» **INFORMATION SUPPLIED**
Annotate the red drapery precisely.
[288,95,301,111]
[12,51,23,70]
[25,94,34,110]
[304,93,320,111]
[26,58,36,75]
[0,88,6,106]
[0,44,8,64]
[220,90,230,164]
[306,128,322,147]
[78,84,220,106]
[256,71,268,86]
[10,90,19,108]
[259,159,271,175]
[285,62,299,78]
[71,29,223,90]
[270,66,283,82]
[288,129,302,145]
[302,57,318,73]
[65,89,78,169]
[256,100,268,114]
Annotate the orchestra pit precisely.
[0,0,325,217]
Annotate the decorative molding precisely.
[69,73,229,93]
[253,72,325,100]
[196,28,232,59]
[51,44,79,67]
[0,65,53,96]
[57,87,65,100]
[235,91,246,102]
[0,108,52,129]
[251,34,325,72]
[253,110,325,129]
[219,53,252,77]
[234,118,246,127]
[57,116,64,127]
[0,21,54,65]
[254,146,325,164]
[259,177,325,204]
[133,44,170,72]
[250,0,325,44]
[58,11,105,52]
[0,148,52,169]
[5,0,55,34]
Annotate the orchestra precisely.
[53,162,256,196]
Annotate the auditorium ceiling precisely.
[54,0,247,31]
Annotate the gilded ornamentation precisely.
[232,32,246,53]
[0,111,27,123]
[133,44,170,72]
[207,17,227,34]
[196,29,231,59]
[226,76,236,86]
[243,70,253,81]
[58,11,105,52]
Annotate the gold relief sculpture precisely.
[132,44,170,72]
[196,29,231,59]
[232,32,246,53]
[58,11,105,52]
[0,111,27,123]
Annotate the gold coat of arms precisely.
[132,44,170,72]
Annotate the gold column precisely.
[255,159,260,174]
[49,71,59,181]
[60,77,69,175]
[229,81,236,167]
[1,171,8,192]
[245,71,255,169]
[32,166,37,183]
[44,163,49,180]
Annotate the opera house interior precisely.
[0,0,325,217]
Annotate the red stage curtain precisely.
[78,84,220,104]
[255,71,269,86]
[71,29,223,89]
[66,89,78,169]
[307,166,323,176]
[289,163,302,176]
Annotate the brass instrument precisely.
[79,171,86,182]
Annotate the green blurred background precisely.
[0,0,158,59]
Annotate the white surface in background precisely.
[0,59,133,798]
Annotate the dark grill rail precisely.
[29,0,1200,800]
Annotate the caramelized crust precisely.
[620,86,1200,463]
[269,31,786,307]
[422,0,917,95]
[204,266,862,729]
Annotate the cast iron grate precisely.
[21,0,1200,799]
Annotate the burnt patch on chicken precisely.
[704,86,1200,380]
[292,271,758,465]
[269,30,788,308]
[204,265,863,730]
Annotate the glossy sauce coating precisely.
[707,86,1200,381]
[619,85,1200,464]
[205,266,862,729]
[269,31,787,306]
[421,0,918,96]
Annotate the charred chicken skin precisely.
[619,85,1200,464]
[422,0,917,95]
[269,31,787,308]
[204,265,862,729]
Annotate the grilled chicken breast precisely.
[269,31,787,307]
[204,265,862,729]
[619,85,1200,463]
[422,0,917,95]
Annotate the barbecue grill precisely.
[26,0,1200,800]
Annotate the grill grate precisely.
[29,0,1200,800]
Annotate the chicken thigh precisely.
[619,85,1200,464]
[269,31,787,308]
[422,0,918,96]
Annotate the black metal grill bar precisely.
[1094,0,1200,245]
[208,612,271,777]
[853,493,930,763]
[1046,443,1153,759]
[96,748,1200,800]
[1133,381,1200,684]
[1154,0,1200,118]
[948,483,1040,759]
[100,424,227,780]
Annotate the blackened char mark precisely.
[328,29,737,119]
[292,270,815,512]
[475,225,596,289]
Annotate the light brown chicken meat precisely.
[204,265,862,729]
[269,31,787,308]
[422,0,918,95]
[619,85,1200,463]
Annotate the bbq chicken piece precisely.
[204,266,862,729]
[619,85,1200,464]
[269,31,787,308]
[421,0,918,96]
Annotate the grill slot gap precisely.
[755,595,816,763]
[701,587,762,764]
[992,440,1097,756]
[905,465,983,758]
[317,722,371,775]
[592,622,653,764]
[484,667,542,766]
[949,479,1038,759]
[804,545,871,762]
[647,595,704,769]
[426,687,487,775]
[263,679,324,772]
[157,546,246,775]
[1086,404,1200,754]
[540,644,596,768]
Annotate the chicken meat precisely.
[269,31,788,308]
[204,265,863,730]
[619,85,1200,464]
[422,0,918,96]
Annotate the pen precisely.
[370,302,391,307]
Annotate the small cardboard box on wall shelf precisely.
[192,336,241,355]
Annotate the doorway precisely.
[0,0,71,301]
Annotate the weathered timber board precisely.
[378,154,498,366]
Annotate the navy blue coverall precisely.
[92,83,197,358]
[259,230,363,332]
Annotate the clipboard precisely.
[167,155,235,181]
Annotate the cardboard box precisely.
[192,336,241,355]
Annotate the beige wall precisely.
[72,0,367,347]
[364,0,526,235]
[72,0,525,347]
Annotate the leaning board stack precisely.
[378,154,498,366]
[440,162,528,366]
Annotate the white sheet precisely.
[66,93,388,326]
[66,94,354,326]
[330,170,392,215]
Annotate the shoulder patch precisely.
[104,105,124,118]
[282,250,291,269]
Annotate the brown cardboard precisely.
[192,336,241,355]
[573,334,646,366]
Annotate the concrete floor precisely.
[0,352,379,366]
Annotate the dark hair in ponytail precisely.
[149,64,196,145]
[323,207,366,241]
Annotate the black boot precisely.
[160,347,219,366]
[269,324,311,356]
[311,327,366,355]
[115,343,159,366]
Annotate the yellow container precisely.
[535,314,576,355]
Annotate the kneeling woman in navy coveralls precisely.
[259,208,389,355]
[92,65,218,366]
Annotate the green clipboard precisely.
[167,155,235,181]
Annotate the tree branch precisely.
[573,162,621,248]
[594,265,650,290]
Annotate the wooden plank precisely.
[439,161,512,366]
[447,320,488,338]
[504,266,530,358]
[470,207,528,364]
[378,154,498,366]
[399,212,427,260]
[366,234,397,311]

» **WRITTEN PROBLEM**
Please rewrite the entire listing above, replacing "red stage curtain" with "crimson stage curtain" and leaving everything else untouched.

» **ANSWER BELOW**
Annotate the red drapery precisely.
[288,95,301,111]
[12,51,23,70]
[25,94,34,110]
[304,93,320,111]
[26,58,36,75]
[0,88,6,106]
[0,44,8,64]
[220,90,230,164]
[306,128,322,147]
[78,84,220,106]
[256,71,268,86]
[10,90,19,108]
[259,159,271,175]
[285,62,299,78]
[71,29,223,90]
[270,66,283,82]
[288,129,302,145]
[302,57,318,73]
[65,89,78,169]
[256,100,268,114]
Annotate the orchestra pit precisely.
[0,0,325,217]
Annotate the decorative molding precisely.
[69,73,229,93]
[253,72,325,100]
[196,28,232,59]
[51,44,79,67]
[0,65,53,96]
[57,87,65,100]
[235,91,246,102]
[0,108,52,129]
[251,34,325,72]
[253,110,325,129]
[219,53,252,77]
[234,118,246,127]
[57,116,64,127]
[0,21,54,65]
[254,146,325,164]
[259,177,325,204]
[133,44,170,72]
[250,0,325,44]
[58,11,105,52]
[0,148,52,169]
[5,0,55,34]
Annotate the orchestra precisely.
[53,162,256,196]
Annotate the auditorium ceiling precisely.
[54,0,247,31]
Annotate the gilded ornamentation precisely.
[232,32,246,53]
[0,111,27,123]
[133,44,170,72]
[207,17,227,34]
[196,29,231,59]
[226,76,236,86]
[243,70,253,81]
[58,11,105,52]
Annotate the gold relief sculpture precisely.
[132,44,170,72]
[196,29,231,59]
[232,32,246,53]
[58,11,105,52]
[0,111,27,123]
Annotate the gold coat of arms precisely.
[132,44,170,72]
Annotate the gold column precisely.
[255,159,260,174]
[49,71,59,181]
[60,77,69,175]
[229,81,236,167]
[1,171,8,192]
[245,71,255,169]
[32,166,37,183]
[44,163,49,180]
Annotate the opera house interior precisely.
[0,0,325,217]
Annotate the crimson stage curtain precisely.
[78,84,220,104]
[255,71,269,86]
[71,29,223,89]
[66,89,78,169]
[307,166,323,176]
[289,163,302,176]
Annotate the brass instrument precisely.
[79,171,86,182]
Annotate the green blurred background precisely.
[0,0,158,59]
Annotate the white surface in background precisely.
[0,59,133,798]
Annotate the dark grill rail precisely.
[29,0,1200,800]
Annotate the caramelized crust precisely.
[620,86,1200,463]
[269,31,786,307]
[422,0,917,95]
[204,266,862,729]
Annotate the cast iron grate precisely.
[21,0,1200,799]
Annotate the burnt patch on chicken precisely.
[704,86,1200,380]
[292,271,758,465]
[269,30,788,308]
[204,265,863,730]
Annotate the glossy sauce coating precisely.
[707,86,1200,381]
[619,85,1200,464]
[205,266,862,729]
[269,31,787,306]
[421,0,918,96]
Annotate the charred chicken skin precisely.
[619,85,1200,464]
[422,0,917,95]
[269,31,787,308]
[204,265,862,729]
Annotate the grilled chicken breast precisely.
[269,31,787,307]
[204,265,862,729]
[619,85,1200,463]
[422,0,917,95]
Annotate the barbecue grill precisely.
[26,0,1200,800]
Annotate the grill grate precisely.
[29,0,1200,800]
Annotate the chicken thigh precisely.
[619,85,1200,464]
[269,31,787,308]
[422,0,918,96]
Annotate the black metal grill bar precisely.
[1094,0,1200,245]
[208,612,271,777]
[853,493,930,763]
[1046,443,1153,759]
[96,748,1200,800]
[1133,381,1200,684]
[1154,0,1200,118]
[948,483,1040,759]
[100,424,227,780]
Annotate the blackened char mark precisely.
[328,29,737,119]
[292,270,815,512]
[475,225,596,289]
Annotate the light brown chicken meat precisely.
[204,265,862,729]
[269,31,787,308]
[422,0,918,95]
[619,85,1200,463]
Annotate the bbq chicken piece precisely.
[204,266,862,729]
[619,85,1200,464]
[269,31,787,308]
[421,0,918,96]
Annotate the grill slot gap precisely.
[755,595,816,763]
[701,587,762,764]
[992,440,1097,756]
[905,465,983,758]
[317,722,371,775]
[592,622,653,764]
[484,667,542,766]
[949,479,1038,759]
[804,545,871,762]
[647,595,704,769]
[426,687,487,775]
[263,679,324,772]
[157,546,246,775]
[1086,404,1200,754]
[540,644,596,768]
Annotate the chicken meat precisely.
[269,31,788,308]
[204,265,863,730]
[619,85,1200,464]
[422,0,918,96]
Annotate the pen precisely.
[370,302,391,307]
Annotate the small cardboard box on wall shelf precisely.
[192,336,241,355]
Annotate the doorway precisely.
[0,0,71,301]
Annotate the weathered timber board precisely.
[378,154,498,366]
Annotate the navy blue coverall precisely.
[92,83,197,358]
[259,230,363,332]
Annotate the clipboard precisely.
[167,155,235,181]
Annotate the cardboard box precisely.
[192,336,241,355]
Annotate the beige wall precisely.
[72,0,367,347]
[364,0,526,235]
[72,0,525,347]
Annotate the leaning board stack precisely.
[378,154,498,366]
[440,162,528,366]
Annotate the white sheet precisely.
[66,93,388,326]
[66,94,354,326]
[330,170,392,215]
Annotate the shoulder patch precisely.
[104,105,124,118]
[282,250,291,269]
Annotate the brown cardboard precisely.
[192,336,241,355]
[573,334,646,366]
Annotate the concrete floor precisely.
[0,352,379,366]
Annotate the dark hair in ponytail precisely.
[149,64,196,145]
[323,207,366,241]
Annotate the black boot precisely.
[160,347,219,366]
[269,324,311,356]
[311,327,366,355]
[115,343,159,366]
Annotate the yellow container precisely.
[535,314,576,355]
Annotate the kneeling woman in navy coveralls precisely.
[259,208,389,355]
[92,65,218,366]
Annotate the green clipboard precisely.
[167,155,235,181]
Annotate the tree branch precisely.
[573,162,621,248]
[594,265,650,290]
Annotate the wooden plank precisely.
[439,161,512,366]
[447,320,488,338]
[504,266,530,358]
[470,207,528,364]
[378,154,498,366]
[399,212,427,260]
[366,234,397,311]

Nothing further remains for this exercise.